• **GIVEN REQUEST**
List each line below that contains the string "shirt", treating case as significant.

====== LISTING ======

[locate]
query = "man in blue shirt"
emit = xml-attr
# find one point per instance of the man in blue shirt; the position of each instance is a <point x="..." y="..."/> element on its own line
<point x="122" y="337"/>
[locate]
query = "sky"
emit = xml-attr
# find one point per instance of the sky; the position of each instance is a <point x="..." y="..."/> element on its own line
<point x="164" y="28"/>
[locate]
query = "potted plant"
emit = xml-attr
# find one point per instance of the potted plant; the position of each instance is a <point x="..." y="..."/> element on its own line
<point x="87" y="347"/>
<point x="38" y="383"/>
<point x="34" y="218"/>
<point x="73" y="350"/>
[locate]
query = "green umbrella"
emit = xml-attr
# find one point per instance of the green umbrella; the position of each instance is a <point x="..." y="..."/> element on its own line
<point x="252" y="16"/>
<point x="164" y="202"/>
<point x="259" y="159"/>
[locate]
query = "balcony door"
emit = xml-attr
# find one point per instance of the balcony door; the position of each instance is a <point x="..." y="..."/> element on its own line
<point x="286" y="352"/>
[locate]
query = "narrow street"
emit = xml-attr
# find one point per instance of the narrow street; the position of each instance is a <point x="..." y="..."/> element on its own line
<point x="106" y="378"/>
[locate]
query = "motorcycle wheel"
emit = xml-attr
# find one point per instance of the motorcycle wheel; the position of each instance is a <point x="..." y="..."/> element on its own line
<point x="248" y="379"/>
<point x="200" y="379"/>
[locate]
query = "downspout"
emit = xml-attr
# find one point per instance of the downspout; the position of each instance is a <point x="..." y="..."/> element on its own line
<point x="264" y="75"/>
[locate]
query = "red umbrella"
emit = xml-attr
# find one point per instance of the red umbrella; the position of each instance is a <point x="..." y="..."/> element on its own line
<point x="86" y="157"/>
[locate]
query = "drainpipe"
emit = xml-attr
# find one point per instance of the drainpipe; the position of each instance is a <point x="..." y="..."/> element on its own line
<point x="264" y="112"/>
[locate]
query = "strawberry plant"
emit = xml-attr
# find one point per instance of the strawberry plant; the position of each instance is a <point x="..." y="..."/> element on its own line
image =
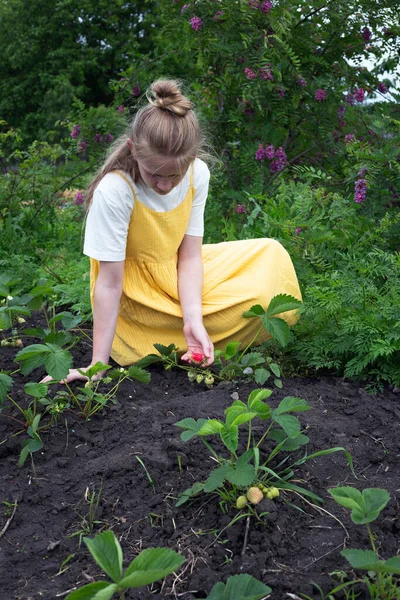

======

• **RESPONSE TO THE TASK**
query = "man in blue shirt"
# find one point per instance of the man in blue shirt; the position of each instance is a <point x="..." y="..."/> element on its own line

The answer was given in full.